### Task to carry out
Look through the material below. Copy each line that contains the string "handlebar".

### Entries shown
#####

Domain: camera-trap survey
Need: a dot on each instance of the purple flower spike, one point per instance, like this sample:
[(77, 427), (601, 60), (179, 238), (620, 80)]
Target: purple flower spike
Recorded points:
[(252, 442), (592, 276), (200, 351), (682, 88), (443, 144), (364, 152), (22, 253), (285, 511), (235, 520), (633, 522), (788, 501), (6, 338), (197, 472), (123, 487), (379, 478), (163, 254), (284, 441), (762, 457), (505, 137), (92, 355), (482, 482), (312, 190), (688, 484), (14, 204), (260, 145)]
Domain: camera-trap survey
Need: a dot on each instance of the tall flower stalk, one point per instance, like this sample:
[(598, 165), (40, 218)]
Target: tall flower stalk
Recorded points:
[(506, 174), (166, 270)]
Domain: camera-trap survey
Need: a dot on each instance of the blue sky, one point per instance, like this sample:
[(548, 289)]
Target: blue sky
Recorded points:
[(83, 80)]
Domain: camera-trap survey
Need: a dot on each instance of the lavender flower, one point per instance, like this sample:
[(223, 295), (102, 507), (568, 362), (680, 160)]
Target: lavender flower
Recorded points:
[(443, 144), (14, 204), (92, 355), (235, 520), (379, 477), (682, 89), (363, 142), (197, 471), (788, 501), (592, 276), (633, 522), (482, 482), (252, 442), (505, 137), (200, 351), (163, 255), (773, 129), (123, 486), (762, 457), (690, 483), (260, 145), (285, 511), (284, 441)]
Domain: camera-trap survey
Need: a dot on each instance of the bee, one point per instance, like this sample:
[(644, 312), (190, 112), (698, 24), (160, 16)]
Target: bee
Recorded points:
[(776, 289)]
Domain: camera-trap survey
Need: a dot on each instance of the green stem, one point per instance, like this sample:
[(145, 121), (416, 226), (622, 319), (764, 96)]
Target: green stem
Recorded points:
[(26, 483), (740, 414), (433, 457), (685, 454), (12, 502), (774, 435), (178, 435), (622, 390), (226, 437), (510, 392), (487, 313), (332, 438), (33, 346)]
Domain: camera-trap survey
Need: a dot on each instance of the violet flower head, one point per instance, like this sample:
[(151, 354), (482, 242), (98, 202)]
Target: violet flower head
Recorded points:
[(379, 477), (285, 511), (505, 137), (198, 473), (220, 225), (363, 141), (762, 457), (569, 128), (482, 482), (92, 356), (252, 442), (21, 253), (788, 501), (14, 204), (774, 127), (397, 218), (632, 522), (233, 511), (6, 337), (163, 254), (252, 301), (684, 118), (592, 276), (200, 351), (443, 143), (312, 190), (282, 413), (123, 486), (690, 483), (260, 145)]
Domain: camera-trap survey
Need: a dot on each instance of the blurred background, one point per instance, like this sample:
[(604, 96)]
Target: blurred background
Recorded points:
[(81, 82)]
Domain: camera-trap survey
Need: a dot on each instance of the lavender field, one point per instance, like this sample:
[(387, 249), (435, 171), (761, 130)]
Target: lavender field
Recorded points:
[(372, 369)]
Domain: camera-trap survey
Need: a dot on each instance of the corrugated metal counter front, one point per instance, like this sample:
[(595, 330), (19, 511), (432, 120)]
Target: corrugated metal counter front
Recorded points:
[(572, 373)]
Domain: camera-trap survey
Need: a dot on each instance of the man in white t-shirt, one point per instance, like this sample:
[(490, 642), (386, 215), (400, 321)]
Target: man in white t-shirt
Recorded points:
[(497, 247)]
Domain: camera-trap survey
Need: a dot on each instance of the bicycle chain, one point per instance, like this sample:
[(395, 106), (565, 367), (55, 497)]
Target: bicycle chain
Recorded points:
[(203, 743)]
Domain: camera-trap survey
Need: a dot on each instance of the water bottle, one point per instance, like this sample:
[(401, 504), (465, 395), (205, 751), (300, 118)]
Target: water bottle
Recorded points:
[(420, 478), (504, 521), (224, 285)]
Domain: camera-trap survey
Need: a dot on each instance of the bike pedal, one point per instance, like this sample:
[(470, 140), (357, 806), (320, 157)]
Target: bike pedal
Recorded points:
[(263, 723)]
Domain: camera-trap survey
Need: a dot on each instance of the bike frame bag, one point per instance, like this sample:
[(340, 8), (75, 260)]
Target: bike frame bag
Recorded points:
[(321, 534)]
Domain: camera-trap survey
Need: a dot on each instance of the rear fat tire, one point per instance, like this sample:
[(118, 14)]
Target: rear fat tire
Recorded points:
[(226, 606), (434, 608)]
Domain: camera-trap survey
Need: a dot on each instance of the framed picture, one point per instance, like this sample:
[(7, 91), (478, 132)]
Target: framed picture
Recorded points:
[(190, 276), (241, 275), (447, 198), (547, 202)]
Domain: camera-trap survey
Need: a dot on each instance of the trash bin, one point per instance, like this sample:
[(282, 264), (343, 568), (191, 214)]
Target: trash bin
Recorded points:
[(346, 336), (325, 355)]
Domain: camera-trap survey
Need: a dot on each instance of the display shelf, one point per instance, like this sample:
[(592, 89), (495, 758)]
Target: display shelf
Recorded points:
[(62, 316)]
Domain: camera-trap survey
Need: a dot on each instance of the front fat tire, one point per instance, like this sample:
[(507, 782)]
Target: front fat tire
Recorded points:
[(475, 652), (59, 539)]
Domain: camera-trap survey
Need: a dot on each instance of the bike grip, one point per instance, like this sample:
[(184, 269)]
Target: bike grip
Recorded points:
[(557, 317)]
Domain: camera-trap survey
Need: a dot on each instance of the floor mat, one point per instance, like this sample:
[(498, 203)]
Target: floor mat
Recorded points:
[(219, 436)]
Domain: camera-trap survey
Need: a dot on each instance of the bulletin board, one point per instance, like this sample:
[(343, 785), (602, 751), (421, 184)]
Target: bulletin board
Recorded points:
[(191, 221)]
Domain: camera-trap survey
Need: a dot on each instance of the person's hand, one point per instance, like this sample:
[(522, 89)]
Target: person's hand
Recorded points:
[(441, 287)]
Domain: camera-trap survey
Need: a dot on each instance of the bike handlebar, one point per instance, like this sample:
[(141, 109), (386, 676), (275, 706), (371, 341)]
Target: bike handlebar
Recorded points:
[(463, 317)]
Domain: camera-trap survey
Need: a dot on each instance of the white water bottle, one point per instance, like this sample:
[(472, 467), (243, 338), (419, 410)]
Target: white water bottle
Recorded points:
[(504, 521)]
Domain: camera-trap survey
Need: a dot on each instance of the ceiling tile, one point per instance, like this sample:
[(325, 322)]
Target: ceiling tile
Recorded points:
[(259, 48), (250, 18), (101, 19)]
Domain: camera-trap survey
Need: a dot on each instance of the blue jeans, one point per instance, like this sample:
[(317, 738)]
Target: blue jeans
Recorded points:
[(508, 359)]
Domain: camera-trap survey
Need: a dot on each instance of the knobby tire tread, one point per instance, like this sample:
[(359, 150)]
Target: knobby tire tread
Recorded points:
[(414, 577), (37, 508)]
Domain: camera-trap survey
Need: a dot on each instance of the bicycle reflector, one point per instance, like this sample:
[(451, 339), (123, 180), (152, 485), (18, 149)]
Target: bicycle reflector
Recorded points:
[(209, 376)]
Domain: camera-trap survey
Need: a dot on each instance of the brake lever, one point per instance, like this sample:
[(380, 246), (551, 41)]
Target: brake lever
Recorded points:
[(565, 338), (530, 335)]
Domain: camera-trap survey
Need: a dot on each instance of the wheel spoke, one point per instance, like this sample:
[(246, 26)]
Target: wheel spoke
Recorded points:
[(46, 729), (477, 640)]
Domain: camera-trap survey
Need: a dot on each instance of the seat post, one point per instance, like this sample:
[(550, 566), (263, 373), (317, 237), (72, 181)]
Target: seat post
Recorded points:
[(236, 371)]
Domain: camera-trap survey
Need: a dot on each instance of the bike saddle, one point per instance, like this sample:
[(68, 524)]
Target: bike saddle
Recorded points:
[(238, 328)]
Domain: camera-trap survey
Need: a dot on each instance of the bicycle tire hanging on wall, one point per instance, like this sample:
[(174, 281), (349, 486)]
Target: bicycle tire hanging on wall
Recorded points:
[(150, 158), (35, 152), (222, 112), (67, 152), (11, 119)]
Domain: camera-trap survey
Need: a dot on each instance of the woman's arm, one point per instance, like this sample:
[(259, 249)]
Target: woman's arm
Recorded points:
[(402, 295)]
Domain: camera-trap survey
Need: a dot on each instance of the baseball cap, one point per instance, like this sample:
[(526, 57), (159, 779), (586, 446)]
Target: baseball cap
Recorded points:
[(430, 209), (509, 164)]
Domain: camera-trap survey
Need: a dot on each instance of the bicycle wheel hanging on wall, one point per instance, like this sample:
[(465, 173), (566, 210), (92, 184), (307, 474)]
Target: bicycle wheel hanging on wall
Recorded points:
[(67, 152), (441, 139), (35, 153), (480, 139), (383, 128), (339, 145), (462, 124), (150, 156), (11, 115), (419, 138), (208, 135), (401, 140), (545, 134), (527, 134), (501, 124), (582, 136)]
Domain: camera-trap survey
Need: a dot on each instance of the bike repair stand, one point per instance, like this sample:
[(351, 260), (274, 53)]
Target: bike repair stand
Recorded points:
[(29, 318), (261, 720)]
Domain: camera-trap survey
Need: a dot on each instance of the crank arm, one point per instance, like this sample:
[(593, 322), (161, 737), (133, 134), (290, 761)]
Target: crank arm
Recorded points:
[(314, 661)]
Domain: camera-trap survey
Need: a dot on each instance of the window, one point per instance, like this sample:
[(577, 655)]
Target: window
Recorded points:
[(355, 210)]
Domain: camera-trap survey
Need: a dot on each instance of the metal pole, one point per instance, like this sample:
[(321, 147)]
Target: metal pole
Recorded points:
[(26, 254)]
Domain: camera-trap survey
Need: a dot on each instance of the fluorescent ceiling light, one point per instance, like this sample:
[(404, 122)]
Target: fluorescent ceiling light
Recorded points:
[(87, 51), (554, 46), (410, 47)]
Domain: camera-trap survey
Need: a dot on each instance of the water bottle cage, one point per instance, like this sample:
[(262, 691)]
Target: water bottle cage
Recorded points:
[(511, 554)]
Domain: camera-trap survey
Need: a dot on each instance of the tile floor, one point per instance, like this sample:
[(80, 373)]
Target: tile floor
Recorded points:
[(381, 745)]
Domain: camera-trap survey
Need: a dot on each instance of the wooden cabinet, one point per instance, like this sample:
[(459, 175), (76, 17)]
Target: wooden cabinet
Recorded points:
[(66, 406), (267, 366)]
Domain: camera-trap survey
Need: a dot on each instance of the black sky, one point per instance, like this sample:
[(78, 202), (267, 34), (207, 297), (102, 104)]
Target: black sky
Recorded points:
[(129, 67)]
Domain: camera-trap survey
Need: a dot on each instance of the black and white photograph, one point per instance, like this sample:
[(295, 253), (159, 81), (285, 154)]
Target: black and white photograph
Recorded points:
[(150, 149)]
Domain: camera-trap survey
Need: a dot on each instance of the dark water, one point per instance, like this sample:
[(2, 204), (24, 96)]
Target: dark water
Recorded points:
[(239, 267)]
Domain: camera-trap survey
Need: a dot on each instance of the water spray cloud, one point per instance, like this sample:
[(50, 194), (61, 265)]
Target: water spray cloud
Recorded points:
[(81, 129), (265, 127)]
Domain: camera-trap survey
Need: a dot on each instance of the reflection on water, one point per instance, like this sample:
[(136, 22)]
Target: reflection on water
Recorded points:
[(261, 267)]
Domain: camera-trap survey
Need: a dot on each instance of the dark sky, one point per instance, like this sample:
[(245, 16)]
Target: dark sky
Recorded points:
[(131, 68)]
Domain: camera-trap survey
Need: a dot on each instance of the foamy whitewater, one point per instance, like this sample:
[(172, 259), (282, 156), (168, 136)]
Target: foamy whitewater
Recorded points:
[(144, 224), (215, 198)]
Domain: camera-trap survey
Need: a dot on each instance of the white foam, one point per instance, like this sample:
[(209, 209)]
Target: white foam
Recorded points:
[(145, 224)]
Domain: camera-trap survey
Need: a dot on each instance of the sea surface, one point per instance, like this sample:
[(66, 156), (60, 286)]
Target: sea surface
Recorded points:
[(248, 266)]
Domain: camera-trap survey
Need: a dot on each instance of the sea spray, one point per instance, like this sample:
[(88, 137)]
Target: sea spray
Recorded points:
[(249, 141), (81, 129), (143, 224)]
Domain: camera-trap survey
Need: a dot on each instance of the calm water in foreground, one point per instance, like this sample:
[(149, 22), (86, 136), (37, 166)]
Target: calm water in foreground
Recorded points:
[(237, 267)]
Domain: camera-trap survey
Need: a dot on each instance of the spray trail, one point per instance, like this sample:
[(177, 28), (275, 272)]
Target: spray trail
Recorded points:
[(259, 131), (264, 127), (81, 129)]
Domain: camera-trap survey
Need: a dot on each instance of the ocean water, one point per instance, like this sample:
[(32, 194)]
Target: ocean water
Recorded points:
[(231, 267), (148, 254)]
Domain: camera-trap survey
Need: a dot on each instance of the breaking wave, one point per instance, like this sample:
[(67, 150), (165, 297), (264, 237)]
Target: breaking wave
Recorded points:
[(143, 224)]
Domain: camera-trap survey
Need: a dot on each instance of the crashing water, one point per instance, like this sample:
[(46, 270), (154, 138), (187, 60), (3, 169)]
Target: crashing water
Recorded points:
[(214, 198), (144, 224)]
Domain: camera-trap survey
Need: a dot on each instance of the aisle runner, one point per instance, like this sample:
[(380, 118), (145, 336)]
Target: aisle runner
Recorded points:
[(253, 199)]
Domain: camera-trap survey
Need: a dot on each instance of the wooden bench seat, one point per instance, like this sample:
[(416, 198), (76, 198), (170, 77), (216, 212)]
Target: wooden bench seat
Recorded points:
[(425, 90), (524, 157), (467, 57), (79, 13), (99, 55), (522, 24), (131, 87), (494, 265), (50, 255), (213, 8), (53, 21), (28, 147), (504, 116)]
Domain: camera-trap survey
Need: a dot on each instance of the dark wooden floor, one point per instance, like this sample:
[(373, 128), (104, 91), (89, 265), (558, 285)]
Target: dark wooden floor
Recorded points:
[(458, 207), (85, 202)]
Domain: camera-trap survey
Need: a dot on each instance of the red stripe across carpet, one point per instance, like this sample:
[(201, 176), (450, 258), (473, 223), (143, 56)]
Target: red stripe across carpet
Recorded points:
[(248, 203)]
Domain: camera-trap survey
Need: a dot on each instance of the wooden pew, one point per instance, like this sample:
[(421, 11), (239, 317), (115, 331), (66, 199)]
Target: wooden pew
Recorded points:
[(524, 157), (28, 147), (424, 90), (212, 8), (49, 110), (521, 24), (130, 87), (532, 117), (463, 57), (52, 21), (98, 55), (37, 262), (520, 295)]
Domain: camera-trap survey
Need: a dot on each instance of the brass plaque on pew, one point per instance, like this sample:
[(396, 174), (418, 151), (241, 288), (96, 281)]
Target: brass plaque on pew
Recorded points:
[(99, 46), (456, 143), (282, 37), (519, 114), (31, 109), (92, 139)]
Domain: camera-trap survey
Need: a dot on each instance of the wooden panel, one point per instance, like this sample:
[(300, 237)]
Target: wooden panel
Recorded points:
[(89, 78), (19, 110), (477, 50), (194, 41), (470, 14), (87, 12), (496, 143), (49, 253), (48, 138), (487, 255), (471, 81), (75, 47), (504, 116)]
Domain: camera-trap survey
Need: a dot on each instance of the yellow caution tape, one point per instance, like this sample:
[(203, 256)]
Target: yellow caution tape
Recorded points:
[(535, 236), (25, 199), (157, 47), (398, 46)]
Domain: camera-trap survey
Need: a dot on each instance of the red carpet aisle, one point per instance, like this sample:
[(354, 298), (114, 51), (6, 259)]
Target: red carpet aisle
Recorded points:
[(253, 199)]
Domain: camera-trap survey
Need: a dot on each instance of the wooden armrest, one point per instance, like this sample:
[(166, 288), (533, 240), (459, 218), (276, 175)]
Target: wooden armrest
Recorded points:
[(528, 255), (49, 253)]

#####

### Expected answer
Need: a dot on each instance of the bike handlebar, one point per instance, like this sample:
Target: bike handlebar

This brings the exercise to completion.